**EXERCISE INSTRUCTIONS**
Format the material from its very first line up to and including the line containing "89], [51, 86]]" as a JSON list of strings, one string per line, with blank lines omitted.

**Extracted records**
☆ ☆ ☆ ☆
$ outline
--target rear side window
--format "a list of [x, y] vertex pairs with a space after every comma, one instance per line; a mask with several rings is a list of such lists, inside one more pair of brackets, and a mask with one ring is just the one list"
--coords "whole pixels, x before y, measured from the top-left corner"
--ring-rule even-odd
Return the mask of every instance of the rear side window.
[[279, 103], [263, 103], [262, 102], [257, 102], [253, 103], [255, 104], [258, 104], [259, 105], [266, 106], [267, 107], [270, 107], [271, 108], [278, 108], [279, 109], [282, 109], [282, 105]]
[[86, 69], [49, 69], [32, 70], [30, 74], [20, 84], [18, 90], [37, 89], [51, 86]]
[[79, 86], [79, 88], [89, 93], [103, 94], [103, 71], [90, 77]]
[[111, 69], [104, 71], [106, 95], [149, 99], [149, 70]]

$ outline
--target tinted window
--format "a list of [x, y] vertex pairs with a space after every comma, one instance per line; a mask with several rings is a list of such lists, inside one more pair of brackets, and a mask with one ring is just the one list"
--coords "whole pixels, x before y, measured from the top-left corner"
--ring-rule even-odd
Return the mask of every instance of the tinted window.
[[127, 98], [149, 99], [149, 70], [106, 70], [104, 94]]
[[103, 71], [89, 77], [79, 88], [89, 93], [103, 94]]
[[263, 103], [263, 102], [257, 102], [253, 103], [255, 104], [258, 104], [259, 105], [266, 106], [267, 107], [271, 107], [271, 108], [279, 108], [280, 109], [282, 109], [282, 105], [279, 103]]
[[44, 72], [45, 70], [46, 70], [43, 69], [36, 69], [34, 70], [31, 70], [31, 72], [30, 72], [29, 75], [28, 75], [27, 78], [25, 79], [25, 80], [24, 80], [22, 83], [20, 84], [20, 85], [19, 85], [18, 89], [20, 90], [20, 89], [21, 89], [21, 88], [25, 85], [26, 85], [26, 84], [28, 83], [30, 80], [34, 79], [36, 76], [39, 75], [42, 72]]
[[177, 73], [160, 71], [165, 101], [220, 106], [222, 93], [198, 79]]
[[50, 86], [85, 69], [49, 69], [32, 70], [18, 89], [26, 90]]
☆ ☆ ☆ ☆
**REPLY TO THE EXERCISE**
[
  "$ outline",
  "--target rear side window",
  "--format \"a list of [x, y] vertex pairs with a space after every comma, one instance per line; a mask with several rings is a list of such lists, inside one more pair of brackets, and a mask with one ring is just the one list\"",
  "--coords \"whole pixels, x before y, measured from the top-left corner\"",
  "--ring-rule even-odd",
  "Return the mask of every instance of the rear side window.",
  "[[279, 103], [263, 103], [262, 102], [257, 102], [253, 103], [255, 104], [258, 104], [259, 105], [266, 106], [267, 107], [270, 107], [271, 108], [278, 108], [279, 109], [282, 109], [282, 105]]",
  "[[86, 69], [49, 69], [32, 70], [30, 74], [20, 84], [18, 90], [37, 89], [51, 86]]"
]